Your goal:
Check each statement against the AfEth protocol overview and answer yes or no, quoting the words that decide it. 1. The VotiumStrategy contract can only be used by going through AfEth. 2. The contracts follow the Transparent Proxy pattern. 3. The Owner can withdraw stuck tokens from the Votium strategy.

Supplied text:
○ ○ ○

The main interactions are:

  • Deposit: users deposit ETH into the protocol and get AfEth tokens.
  • Request Withdraw: holders of AfEth can request a withdrawal to remove their funds. This action needs to undergo a waiting period in the underlying assets can be withdrawn from the protocols beneath AfEth.
  • Withdraw: after waiting until the release time, users can execute the queued withdrawal and get back the ETH.
  • Rewards: the rewarded can claim rewards from Votium and Convex and deposit them back into the protocol, compounding the assets held by the contract and increasing value for holders.

The VotiumStrategy contract can also act as a vault on its own, meaning users can deposit and interact with it directly, not necessarily going through AfEth.

All these contracts are upgradeable and follow the Transparent Proxy pattern.

class-diagram

Actors

  • Owner: controlled by the DAO multisig. Has access to modify system configuration. Can withdraw stuck tokens from the Votium strategy.
  • Rewarder: privileged role that claims rewards from Votium and Convex, swaps them to ETH and compounds the assets back into the protocol. This role wil probably be managed by a Gelato bot.

○ ○ ○

Records shown:

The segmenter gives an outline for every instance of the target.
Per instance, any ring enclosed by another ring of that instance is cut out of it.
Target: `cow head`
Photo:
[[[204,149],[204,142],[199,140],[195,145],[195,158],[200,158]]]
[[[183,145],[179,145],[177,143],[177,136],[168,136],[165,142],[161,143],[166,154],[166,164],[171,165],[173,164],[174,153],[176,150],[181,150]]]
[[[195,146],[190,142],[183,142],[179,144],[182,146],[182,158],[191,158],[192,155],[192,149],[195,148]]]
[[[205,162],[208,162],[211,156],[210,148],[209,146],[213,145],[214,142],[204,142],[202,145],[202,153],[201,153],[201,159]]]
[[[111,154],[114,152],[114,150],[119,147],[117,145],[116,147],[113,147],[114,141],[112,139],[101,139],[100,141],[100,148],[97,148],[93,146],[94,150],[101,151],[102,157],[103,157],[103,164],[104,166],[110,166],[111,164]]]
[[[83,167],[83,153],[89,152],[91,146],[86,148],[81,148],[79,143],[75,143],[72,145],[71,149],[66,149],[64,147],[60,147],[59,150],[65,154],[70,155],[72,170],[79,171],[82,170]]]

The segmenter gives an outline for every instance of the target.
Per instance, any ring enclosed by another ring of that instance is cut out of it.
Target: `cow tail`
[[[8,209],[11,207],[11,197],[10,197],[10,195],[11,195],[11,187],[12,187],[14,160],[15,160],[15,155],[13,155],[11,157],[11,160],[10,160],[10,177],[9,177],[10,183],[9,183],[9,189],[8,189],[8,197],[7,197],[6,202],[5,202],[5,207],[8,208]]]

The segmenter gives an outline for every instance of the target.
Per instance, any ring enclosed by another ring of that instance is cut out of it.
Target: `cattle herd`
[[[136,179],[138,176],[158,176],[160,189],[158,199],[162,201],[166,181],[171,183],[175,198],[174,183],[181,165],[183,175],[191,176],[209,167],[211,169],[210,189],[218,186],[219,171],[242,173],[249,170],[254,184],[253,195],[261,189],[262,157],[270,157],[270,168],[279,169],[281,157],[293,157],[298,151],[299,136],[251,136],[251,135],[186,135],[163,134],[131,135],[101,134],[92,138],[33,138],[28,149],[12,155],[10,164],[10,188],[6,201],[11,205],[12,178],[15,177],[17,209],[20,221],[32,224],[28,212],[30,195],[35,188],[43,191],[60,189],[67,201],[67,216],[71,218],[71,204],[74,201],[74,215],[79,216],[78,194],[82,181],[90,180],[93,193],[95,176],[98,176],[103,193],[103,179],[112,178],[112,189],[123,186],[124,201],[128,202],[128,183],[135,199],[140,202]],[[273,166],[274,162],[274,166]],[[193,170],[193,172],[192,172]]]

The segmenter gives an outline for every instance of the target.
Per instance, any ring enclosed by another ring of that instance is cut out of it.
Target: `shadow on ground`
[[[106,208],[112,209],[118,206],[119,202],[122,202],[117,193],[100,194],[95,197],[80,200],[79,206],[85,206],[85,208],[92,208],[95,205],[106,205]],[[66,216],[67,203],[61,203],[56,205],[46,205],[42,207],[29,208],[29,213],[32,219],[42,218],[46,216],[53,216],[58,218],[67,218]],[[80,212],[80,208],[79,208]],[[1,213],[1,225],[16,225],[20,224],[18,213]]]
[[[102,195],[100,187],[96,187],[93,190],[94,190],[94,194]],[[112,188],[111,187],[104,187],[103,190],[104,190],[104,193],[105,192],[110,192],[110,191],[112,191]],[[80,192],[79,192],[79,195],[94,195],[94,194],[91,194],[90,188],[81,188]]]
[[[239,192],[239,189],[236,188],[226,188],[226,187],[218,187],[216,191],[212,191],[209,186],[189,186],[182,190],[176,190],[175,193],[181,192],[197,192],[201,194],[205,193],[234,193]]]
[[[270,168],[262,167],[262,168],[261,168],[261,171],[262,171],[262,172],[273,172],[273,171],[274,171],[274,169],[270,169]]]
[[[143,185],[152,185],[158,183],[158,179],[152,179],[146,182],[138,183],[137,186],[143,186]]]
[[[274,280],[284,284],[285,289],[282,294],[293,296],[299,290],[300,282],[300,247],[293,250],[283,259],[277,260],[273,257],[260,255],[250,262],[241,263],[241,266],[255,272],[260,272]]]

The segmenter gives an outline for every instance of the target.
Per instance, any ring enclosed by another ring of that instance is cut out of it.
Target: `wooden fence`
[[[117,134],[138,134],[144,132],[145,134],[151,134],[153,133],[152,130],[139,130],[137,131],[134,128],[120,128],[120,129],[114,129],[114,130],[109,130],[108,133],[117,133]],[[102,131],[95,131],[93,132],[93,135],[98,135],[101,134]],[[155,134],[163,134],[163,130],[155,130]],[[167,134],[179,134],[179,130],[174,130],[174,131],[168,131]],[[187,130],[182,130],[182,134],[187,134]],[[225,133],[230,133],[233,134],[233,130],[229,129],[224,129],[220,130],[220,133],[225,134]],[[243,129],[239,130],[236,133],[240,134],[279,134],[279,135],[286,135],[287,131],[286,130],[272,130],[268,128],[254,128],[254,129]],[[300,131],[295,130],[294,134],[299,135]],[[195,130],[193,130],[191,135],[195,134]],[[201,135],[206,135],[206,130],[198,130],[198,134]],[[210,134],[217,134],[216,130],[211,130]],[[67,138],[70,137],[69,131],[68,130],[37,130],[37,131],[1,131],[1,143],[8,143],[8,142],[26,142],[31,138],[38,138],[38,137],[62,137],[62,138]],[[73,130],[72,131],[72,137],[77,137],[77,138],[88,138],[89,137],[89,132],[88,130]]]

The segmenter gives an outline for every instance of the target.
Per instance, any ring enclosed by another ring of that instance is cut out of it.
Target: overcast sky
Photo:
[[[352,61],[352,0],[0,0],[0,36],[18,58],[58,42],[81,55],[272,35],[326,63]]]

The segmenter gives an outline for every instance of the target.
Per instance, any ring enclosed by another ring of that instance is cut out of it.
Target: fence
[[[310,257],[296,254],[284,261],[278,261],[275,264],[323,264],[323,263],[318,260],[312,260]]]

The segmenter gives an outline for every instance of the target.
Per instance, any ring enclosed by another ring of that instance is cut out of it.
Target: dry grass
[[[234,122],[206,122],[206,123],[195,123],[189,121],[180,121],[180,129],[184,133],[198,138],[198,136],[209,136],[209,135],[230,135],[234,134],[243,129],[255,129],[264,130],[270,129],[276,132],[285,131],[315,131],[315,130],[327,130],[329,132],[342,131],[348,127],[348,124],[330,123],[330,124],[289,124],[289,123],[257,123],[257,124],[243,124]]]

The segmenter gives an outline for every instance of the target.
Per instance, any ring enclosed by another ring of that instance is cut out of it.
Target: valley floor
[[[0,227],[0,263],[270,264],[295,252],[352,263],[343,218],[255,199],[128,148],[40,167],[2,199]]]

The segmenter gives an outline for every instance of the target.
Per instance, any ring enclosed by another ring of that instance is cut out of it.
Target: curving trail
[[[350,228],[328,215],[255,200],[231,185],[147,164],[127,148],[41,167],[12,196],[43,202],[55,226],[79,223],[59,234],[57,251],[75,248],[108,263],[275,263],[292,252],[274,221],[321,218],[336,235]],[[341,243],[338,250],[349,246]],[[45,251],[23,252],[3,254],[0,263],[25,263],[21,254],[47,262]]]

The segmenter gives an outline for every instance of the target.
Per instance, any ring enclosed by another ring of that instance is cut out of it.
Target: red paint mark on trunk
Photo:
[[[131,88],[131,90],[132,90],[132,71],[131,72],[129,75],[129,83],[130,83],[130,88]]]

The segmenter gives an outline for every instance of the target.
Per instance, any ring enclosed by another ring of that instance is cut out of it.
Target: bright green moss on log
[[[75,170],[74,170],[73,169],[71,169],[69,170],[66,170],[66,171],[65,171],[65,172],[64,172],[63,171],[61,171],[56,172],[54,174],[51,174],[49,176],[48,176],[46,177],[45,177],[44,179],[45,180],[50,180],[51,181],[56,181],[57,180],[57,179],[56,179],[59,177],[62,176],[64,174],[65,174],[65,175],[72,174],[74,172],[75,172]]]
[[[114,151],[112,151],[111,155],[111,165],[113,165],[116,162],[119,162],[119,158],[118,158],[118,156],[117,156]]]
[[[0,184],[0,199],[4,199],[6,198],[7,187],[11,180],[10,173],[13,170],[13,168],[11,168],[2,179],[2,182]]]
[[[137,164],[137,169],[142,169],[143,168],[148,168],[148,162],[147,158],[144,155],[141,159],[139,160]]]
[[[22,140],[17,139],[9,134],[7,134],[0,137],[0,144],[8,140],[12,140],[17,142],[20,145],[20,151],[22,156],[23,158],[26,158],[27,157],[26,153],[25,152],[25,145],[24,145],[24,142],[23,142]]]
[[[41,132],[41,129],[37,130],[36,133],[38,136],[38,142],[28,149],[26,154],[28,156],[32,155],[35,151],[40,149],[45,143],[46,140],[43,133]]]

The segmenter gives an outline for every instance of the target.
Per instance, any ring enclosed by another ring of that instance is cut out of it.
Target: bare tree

○ ○ ○

Expected output:
1. No: "users can deposit and interact with it directly, not necessarily going through AfEth."
2. Yes: "All these contracts are upgradeable and follow the Transparent Proxy pattern."
3. Yes: "Can withdraw stuck tokens from the Votium strategy."